### Excerpted data
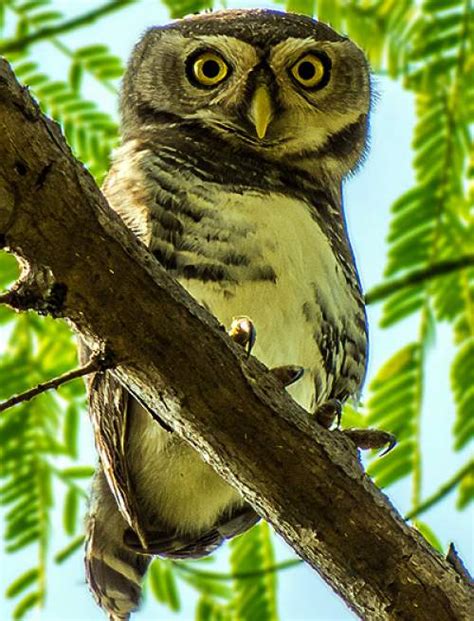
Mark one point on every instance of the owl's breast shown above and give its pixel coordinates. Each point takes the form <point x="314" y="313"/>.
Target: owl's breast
<point x="264" y="255"/>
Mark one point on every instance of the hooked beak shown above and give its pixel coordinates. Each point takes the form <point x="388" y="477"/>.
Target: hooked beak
<point x="261" y="110"/>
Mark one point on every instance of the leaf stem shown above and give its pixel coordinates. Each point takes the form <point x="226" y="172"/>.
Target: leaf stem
<point x="443" y="491"/>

### Your task
Repeat all these records in full, requests included, with 7 added to every x and y coordinate in the answers. Leave the pictures out.

### Correct response
Mark one point on every instance of the owl's breast shown above and give its pixel coordinates. Each point takes the form <point x="314" y="313"/>.
Target: owl's breast
<point x="271" y="262"/>
Mark one point on every instance of the hooked beak shown above and give its pixel coordinates. Each point takes the form <point x="388" y="477"/>.
Target: hooked beak
<point x="268" y="117"/>
Mark one point on every instance of the leaf stem shown above and give its pixel coordinates. Each point takes the form <point x="226" y="172"/>.
Target: leaf stem
<point x="450" y="498"/>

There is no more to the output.